» SELECTED EXTRACT:
This gem posted only on page 4!
Someone just watched the royal wedding coverage
That was priceless.
sidestepping
I'm sure you were (are?) able to do this in Tekken.
Havnt played it in a few years, so i may be mistaken. One of the things that annoyed me was that the game could descend into a circling match.
Strafing?
Actually, they've tried it several times.
Mortal Kombat 3 was the first attempt, along with I believe the early Soul Edge games.
It didn't end well.
Unfortunately what makes for more realism in terms of combat makes for pretty crap gameplay.
Half the delight is watching someone unleash the 500 hit Mega Combo of Doom!, but if the opponent can simply sidestep and watch it explode past them, then kick them in the back, well.
Also, it tends to be really hard to do two player 3D properly. For single player, you can put the camera behind the player, so you plan attacks over the shoulder and can line things up right. For two players on one screen though, the camera has to be purely side on to keep things even, and that makes judging depth really hard, especially for joe average.

» GIVEN DATA:

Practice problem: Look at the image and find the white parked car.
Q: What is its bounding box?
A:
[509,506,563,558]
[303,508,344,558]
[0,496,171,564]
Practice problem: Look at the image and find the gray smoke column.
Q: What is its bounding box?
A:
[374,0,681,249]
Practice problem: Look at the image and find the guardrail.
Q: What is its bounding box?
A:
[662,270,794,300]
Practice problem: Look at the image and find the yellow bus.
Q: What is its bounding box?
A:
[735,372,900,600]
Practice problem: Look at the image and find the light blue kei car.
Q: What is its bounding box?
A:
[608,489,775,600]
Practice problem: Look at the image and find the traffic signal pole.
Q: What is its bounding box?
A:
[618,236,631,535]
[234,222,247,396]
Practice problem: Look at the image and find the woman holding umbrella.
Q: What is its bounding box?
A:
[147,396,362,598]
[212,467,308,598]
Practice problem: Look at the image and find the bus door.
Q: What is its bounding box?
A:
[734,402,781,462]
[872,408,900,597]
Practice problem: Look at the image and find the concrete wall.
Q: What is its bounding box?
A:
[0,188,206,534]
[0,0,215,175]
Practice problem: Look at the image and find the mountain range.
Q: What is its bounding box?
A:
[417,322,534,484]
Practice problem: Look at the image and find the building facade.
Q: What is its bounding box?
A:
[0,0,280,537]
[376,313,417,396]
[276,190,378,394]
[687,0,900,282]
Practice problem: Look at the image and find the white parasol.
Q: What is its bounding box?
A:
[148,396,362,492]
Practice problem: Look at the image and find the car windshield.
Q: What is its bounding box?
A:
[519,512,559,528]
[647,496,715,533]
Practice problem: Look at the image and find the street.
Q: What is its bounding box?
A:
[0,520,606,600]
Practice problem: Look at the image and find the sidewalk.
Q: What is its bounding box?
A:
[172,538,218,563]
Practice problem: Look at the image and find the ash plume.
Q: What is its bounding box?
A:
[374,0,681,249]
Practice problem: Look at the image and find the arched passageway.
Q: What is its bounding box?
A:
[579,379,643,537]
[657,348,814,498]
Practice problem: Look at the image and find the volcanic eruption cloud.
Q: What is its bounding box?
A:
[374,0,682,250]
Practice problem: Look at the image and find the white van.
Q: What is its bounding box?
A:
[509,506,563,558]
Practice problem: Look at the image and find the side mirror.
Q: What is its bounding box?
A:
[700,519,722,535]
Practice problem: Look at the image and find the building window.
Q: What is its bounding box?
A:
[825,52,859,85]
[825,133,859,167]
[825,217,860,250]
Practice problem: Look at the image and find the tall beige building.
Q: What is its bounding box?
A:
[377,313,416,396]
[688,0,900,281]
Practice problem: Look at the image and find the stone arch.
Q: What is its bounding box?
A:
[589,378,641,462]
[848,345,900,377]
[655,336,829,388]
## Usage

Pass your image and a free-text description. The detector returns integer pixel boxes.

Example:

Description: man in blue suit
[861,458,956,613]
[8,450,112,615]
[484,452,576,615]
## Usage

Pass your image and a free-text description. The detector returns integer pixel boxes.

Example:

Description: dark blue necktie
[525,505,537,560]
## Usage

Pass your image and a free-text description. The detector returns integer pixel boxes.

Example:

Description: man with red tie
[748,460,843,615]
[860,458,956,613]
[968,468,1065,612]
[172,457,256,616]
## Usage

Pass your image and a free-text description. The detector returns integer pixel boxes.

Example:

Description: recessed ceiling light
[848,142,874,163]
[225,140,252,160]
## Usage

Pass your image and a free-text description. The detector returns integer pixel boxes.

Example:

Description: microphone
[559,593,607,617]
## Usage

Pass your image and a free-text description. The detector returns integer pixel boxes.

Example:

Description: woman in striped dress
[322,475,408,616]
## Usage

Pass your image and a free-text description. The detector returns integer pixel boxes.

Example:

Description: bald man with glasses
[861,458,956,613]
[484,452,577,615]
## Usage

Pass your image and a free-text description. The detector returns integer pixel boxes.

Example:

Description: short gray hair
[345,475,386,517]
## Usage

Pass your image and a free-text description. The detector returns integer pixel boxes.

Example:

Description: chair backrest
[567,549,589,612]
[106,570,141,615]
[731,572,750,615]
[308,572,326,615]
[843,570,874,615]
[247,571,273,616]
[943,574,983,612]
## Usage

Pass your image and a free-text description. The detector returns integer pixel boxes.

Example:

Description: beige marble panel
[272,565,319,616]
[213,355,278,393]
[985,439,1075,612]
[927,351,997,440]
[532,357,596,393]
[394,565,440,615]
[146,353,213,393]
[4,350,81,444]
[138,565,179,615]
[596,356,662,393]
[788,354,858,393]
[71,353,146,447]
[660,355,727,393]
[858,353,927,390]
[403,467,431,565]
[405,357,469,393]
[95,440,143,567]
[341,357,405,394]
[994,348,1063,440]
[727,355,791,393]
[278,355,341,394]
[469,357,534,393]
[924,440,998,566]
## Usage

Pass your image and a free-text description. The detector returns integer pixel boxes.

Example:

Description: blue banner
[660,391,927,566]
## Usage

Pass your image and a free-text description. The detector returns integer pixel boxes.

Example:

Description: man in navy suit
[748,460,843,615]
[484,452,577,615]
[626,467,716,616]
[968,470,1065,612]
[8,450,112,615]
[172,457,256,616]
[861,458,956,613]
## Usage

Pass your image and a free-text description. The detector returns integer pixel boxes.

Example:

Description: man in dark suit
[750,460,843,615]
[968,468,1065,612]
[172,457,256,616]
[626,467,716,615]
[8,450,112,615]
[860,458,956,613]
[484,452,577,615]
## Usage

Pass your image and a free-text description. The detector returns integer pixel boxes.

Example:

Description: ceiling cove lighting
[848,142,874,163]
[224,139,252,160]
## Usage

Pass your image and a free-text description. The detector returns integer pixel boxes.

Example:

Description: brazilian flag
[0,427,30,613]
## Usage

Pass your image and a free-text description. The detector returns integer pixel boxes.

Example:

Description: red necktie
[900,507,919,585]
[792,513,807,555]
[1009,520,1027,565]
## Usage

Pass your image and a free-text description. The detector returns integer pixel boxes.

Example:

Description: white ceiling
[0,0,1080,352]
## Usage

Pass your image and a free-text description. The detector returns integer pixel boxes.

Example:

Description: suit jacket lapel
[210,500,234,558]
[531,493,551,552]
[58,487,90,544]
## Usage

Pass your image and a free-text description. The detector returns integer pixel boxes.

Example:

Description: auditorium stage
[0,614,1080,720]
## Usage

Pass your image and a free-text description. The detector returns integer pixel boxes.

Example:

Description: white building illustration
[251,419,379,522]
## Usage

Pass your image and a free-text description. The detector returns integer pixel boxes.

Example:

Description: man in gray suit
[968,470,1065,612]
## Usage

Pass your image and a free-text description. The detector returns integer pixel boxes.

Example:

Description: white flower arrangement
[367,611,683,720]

» BRIEF 1: Repeat the fighting-game sidestepping discussion from "Actually, they've tried" up to and including "the back, well.", swapping "gameplay" for "game mechanics".
» BRIEF 2: In the fighting-game sidestepping discussion, why must the camera be purely side on when two players share one screen?
» BRIEF 3: Write what comes next in the fighting-game sidestepping discussion, picking up after its final sentence.

» EXPECTED ANSWER 1:
Actually, they've tried it several times.
Mortal Kombat 3 was the first attempt, along with I believe the early Soul Edge games.
It didn't end well.
Unfortunately what makes for more realism in terms of combat makes for pretty crap game mechanics.
Half the delight is watching someone unleash the 500 hit Mega Combo of Doom!, but if the opponent can simply sidestep and watch it explode past them, then kick them in the back, well.

» EXPECTED ANSWER 2: To keep things even.

» EXPECTED ANSWER 3:
@JDX
Yeah, that gets me too. When I was doing karate, I started with shotokan. But my last instructor (before I quit due to lack of free time) changed from pure shotokan to a goju-influenced version (called seijenkai, from a top bloke called Harry Cook) which very much focussed on getting off the line. So you don't go backwards and block, you get the hell out of the way and strike.
For fighting games where many characters' special moves involve a straightforward charge, the ability to sidestep would be a major innovation in the genre. I'm amazed that no-one has added this yet, considering it's been in FPSes for at least 15 years. ISTR Descent was the first game to add this, before iD added it to the original Doom engine for Heretic/Hexen.